> _PROBLEM DESCRIPTION_
Search the entries below for "tight" and copy each matching line.

> _RECORDS FOR THIS TASK_
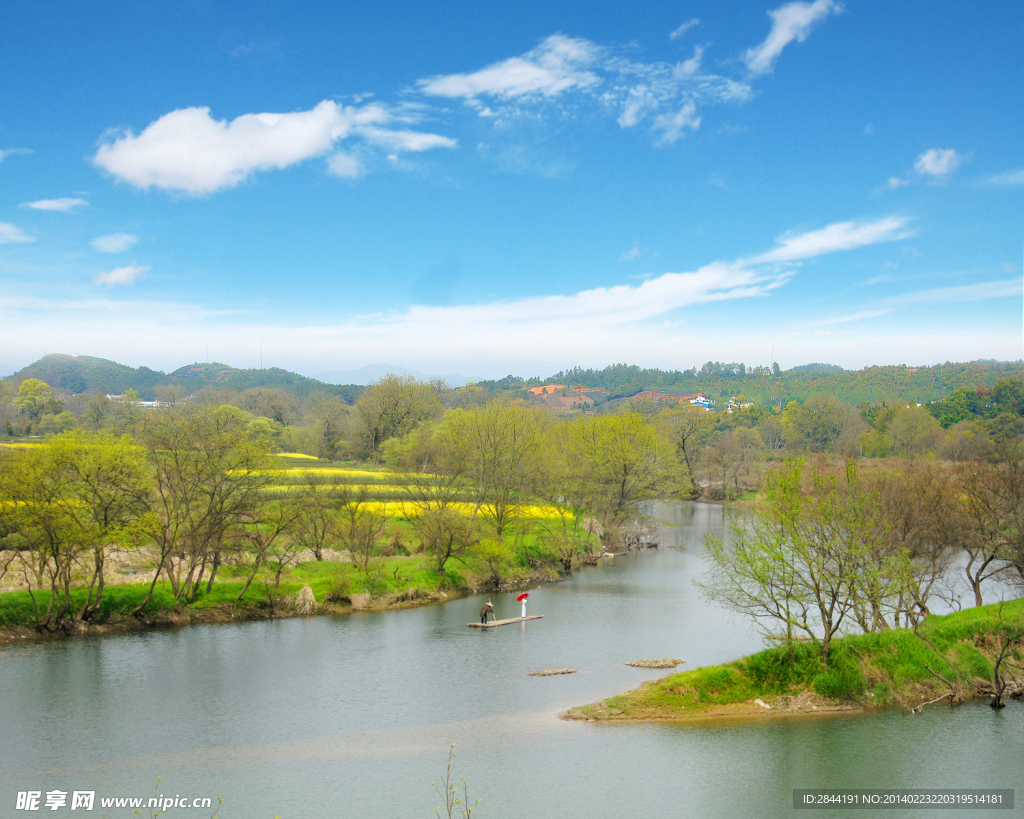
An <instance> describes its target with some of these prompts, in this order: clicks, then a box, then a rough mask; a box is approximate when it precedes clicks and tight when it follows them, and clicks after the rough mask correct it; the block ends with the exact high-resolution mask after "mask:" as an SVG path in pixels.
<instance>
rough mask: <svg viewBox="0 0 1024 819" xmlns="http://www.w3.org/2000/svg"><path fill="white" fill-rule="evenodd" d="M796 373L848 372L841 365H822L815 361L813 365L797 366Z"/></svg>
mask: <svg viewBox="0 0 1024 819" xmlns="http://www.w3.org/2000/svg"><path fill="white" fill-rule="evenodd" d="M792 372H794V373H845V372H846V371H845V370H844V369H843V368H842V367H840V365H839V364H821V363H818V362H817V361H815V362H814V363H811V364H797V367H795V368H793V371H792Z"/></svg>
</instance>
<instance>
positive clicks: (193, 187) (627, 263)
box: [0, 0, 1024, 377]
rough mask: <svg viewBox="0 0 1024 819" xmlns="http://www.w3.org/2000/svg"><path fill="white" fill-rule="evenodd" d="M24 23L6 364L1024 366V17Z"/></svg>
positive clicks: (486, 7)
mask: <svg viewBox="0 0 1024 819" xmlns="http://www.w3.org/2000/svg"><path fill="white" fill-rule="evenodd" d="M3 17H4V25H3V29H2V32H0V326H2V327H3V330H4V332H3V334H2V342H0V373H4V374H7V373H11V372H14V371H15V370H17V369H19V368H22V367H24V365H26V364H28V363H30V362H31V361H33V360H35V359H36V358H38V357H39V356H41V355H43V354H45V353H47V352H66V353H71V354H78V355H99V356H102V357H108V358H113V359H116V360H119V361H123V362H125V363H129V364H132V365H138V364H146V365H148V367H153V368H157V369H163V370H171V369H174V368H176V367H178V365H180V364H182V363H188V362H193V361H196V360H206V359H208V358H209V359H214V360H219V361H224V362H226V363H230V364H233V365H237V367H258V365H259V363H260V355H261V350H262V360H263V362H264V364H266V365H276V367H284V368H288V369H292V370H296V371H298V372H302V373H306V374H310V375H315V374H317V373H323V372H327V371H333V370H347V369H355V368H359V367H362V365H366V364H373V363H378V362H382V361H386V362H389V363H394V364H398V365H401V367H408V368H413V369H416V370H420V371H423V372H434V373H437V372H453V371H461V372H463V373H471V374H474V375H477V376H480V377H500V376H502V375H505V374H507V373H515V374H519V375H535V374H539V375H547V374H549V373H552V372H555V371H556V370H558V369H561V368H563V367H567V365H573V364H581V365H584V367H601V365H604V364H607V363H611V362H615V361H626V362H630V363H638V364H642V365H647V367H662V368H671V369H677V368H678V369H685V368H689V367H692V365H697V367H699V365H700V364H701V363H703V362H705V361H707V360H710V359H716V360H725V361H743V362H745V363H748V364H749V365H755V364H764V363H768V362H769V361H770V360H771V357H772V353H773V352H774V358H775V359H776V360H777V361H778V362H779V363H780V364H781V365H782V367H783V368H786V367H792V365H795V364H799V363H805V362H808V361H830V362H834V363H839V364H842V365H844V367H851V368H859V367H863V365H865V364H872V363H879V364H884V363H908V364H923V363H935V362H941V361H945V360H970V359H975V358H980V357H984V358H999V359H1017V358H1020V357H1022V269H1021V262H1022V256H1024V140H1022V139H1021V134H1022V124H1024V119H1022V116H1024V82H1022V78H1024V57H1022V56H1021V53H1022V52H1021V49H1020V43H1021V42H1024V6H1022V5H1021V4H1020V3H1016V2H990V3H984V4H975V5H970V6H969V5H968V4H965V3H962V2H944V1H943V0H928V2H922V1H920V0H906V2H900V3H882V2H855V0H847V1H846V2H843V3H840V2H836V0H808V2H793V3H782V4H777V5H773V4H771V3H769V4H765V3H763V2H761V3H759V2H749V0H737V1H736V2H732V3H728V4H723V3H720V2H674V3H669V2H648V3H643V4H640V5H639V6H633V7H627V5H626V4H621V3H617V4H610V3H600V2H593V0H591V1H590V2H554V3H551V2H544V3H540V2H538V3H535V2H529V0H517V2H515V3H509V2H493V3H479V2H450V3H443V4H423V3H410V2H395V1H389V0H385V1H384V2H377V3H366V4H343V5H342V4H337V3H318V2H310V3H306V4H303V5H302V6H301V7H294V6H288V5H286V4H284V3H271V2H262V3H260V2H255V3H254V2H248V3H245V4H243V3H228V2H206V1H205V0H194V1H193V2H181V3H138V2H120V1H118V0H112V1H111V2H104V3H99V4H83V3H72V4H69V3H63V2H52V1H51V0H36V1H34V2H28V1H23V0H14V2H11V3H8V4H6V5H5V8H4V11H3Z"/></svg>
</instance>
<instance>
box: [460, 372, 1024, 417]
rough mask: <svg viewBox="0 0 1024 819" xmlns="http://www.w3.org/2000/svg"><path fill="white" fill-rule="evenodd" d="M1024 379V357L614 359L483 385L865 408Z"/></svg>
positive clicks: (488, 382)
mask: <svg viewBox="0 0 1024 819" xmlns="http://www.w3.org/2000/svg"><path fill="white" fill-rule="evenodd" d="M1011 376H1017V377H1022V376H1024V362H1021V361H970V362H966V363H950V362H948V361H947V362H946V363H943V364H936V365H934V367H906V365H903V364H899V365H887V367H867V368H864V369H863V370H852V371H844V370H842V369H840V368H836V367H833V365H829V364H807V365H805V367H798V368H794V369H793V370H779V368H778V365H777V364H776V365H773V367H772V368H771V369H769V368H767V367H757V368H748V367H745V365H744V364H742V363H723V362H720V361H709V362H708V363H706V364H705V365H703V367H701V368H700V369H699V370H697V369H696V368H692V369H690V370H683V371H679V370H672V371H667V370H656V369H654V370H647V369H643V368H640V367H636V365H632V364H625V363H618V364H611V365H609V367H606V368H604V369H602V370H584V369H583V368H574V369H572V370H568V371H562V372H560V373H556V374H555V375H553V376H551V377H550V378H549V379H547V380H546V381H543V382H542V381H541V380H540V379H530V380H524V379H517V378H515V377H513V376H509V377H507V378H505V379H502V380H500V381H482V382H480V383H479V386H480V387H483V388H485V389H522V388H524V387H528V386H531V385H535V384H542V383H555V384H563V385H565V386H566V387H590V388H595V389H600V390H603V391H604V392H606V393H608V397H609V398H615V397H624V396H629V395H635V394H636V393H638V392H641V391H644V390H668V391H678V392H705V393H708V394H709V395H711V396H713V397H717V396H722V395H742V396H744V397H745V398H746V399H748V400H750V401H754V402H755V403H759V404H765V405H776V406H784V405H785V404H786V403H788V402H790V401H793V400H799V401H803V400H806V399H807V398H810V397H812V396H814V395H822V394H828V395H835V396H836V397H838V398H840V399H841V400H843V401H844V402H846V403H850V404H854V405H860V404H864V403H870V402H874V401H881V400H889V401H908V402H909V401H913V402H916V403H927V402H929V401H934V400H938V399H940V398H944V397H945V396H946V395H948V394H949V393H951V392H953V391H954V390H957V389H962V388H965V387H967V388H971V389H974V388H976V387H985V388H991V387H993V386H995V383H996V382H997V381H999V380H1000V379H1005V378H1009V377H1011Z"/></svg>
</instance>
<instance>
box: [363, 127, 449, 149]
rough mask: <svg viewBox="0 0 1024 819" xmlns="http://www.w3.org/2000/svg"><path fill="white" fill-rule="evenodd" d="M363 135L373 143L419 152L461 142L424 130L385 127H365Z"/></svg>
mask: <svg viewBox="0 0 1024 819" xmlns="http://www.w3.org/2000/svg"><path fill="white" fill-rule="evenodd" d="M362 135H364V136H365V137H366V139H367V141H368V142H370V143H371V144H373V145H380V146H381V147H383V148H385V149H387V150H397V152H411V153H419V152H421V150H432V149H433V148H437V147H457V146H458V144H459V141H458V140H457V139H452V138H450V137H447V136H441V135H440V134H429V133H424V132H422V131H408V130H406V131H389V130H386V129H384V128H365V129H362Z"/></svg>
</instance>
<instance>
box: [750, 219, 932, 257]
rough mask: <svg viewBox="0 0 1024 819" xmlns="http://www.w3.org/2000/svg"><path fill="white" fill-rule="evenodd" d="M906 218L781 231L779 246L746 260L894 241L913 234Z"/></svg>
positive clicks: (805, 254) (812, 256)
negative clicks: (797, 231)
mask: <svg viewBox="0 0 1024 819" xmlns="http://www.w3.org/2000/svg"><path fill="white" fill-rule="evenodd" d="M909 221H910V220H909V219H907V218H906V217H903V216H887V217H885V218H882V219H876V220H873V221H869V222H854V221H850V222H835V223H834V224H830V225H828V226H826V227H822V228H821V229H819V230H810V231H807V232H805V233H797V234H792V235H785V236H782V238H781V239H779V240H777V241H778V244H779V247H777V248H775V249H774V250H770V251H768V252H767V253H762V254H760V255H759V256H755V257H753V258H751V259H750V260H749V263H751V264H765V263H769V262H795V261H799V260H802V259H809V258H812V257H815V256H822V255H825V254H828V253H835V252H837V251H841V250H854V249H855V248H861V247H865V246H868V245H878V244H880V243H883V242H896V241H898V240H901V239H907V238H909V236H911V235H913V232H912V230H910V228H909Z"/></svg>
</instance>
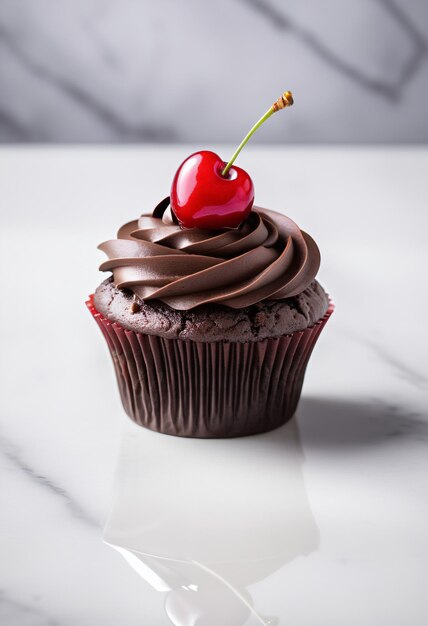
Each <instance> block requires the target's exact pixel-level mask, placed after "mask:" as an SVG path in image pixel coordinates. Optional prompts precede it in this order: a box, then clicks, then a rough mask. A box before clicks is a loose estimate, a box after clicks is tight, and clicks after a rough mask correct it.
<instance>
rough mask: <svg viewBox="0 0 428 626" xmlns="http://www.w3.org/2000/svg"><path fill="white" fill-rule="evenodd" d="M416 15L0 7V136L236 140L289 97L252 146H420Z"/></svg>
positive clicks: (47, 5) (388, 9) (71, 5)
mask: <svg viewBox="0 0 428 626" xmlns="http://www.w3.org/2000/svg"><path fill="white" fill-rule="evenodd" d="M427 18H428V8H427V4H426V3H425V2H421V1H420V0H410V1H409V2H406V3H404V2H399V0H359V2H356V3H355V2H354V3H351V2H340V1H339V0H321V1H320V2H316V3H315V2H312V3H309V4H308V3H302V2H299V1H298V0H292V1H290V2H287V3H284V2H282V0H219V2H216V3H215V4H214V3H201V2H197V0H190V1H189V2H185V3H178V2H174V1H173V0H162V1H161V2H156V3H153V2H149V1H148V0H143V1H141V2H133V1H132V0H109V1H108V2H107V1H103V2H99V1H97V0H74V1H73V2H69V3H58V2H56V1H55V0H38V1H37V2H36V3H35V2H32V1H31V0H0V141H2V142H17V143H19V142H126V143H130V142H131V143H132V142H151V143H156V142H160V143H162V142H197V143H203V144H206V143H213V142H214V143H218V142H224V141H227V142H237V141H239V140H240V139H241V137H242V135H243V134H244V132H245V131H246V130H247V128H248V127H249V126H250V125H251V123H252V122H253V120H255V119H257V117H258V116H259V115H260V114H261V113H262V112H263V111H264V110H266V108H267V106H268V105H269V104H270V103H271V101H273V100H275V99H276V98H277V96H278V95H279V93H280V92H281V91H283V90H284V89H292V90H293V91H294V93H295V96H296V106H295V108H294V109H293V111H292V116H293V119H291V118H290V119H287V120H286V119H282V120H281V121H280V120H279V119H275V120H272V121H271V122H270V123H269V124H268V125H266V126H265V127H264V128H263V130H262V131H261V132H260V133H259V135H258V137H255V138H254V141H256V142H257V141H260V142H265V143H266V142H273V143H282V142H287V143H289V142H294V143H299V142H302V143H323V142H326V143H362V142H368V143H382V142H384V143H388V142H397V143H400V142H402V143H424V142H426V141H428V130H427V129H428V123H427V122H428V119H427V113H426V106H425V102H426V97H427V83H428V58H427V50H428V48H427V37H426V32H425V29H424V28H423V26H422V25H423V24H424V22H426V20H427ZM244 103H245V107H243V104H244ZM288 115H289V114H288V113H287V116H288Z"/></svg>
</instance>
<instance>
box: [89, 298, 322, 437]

> _RESPONSE TO THE EXERCISE_
An <instance> describes its target with some of these prompts, in this order: clicks, then a box, then a rough mask; a box is approximate when it precedes clicks and tight when it follows them, and clicks after the rough mask correct it; the block ends with the exact high-resolution mask after "mask:" as an SVG path in pixels.
Each <instance> block requires the target's exact pixel-level mask, placed after "mask:" as an SVG path in image pixel coordinates. Optional prompts precede it in this order: a box, then clicks, then a rough mask. A box before clicks is a loose estimate, a box after clicks is tight, and clicks after a rough mask correct it.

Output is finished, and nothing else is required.